• **Do this**: Rewrite every line of the material below as a JSON list of strings, with one string per line and no entries for blank lines.
### Excerpted records ###
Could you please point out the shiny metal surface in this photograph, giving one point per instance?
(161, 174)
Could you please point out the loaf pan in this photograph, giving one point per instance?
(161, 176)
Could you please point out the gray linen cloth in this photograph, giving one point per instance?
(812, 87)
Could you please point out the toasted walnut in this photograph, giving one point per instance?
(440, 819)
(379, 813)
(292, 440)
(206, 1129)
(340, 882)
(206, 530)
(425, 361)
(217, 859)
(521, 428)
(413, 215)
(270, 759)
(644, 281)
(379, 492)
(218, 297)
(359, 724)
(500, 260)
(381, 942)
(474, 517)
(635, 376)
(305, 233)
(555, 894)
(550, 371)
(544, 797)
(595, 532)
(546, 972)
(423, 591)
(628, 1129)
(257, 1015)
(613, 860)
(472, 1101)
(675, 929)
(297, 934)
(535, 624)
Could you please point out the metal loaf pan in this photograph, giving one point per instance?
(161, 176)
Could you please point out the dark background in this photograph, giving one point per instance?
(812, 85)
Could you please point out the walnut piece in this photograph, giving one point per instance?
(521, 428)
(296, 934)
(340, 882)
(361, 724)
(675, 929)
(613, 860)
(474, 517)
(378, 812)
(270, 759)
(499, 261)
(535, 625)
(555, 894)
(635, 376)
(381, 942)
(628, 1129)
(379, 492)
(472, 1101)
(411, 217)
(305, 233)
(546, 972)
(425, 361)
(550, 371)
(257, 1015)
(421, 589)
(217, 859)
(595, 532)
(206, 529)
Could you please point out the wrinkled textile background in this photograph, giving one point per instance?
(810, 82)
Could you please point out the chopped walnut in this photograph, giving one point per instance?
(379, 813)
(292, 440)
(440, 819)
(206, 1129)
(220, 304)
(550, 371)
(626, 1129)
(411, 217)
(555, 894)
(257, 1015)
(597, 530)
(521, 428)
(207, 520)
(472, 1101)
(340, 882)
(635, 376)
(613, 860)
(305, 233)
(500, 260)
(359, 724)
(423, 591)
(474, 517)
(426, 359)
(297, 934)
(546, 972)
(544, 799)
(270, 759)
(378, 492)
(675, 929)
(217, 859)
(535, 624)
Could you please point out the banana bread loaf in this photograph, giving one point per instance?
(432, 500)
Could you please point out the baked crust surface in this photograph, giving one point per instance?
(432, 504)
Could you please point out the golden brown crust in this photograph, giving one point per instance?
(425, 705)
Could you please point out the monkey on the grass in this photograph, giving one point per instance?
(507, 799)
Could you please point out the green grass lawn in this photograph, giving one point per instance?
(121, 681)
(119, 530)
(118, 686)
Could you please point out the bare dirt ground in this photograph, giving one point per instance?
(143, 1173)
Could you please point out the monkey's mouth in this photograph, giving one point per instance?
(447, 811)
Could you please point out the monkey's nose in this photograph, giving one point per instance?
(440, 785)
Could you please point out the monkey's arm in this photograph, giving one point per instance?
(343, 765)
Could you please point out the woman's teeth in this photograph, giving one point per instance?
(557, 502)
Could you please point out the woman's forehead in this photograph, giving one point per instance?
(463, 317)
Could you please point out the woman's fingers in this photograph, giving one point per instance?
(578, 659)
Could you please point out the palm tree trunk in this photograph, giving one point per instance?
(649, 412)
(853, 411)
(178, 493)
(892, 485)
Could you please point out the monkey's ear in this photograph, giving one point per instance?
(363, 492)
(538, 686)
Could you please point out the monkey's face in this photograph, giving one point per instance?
###
• **Answer in full**:
[
  "Could you please point out the shiny metal surface in this photograph, giving one point per instance?",
  "(161, 174)",
  "Could you please point out the loaf pan in this photograph, giving one point per instance?",
  "(161, 176)",
  "Could you please point out the gray linen cloth in this photograph, giving one point per instance?",
  "(812, 87)",
  "Could you please point out the toasted walnut in this photograph, giving one point per instance?",
  "(440, 819)",
  "(379, 813)",
  "(292, 440)",
  "(206, 1129)",
  "(340, 882)",
  "(206, 530)",
  "(425, 361)",
  "(217, 859)",
  "(521, 428)",
  "(413, 215)",
  "(270, 759)",
  "(644, 281)",
  "(379, 492)",
  "(218, 297)",
  "(359, 724)",
  "(500, 260)",
  "(381, 942)",
  "(474, 517)",
  "(635, 376)",
  "(305, 233)",
  "(555, 894)",
  "(550, 371)",
  "(544, 797)",
  "(595, 532)",
  "(546, 972)",
  "(423, 591)",
  "(628, 1129)",
  "(257, 1015)",
  "(613, 860)",
  "(472, 1101)",
  "(675, 929)",
  "(297, 934)",
  "(535, 624)",
  "Could you please point out the metal loaf pan in this photograph, giving one point per instance?",
  "(161, 176)",
  "Could you please point out the dark background in this photograph, giving one point per instance?",
  "(812, 85)",
  "Could you please point out the walnut piece in this photograph, giving one point per instance?",
  "(521, 428)",
  "(296, 934)",
  "(340, 882)",
  "(361, 724)",
  "(675, 929)",
  "(613, 860)",
  "(474, 517)",
  "(378, 812)",
  "(270, 759)",
  "(499, 261)",
  "(535, 625)",
  "(555, 894)",
  "(635, 376)",
  "(381, 942)",
  "(628, 1129)",
  "(379, 492)",
  "(472, 1101)",
  "(411, 217)",
  "(305, 233)",
  "(546, 972)",
  "(425, 361)",
  "(550, 371)",
  "(257, 1015)",
  "(421, 589)",
  "(217, 859)",
  "(595, 532)",
  "(206, 529)",
  "Could you please point out the wrinkled textile background in this photograph, giving one point per instance?",
  "(810, 82)",
  "Could you please point out the chopped walnut in this photograph, giving one point per instance?",
  "(379, 813)",
  "(292, 440)",
  "(440, 819)",
  "(206, 1129)",
  "(220, 304)",
  "(550, 371)",
  "(626, 1129)",
  "(411, 217)",
  "(555, 894)",
  "(257, 1015)",
  "(597, 530)",
  "(521, 428)",
  "(207, 520)",
  "(472, 1101)",
  "(340, 882)",
  "(635, 376)",
  "(613, 860)",
  "(305, 233)",
  "(500, 260)",
  "(359, 724)",
  "(423, 591)",
  "(474, 517)",
  "(426, 359)",
  "(297, 934)",
  "(546, 972)",
  "(544, 799)",
  "(270, 759)",
  "(378, 492)",
  "(675, 929)",
  "(217, 859)",
  "(535, 624)",
  "Could you please point out the banana bread loaf in this photograph, giving one point per instance?",
  "(432, 500)",
  "Could you please point out the baked crust surface in this photograph, giving one point per instance?",
  "(432, 504)",
  "Could you please point out the golden brown crust in this photograph, giving one point per instance?",
  "(425, 705)",
  "Could you please point out the monkey on the grass in this photograph, giving one point per instance?",
  "(507, 799)",
  "Could you please point out the green grass lawn in this photograph, giving one point per instance?",
  "(121, 681)",
  "(119, 530)",
  "(118, 686)",
  "Could you please point out the bare dirt ground in this photograph, giving one point per instance?",
  "(143, 1173)",
  "Could you please point out the monkey's mouth in this photograph, giving one point per instance?",
  "(447, 811)",
  "Could you please point out the monkey's nose in this photograph, giving one point per instance?",
  "(440, 785)",
  "Could you please point out the monkey's arm in this photograph, giving one point per instance?",
  "(343, 765)",
  "Could you please point out the woman's teeth in this photograph, giving one point per instance?",
  "(557, 502)",
  "Could you please point out the woman's forehead in this photograph, giving one point per instance?",
  "(463, 317)",
  "Could you please point out the woman's fingers in this photograph, giving one point per instance?",
  "(578, 659)",
  "Could you please point out the palm tree trunk in this photograph, giving one point per instance?",
  "(649, 412)",
  "(853, 411)",
  "(178, 493)",
  "(892, 485)",
  "Could you please point out the monkey's ear in this photograph, giving one point per instance?",
  "(363, 492)",
  "(538, 686)",
  "Could you please point out the monkey's face in this photograph, giving one point per instance?"
]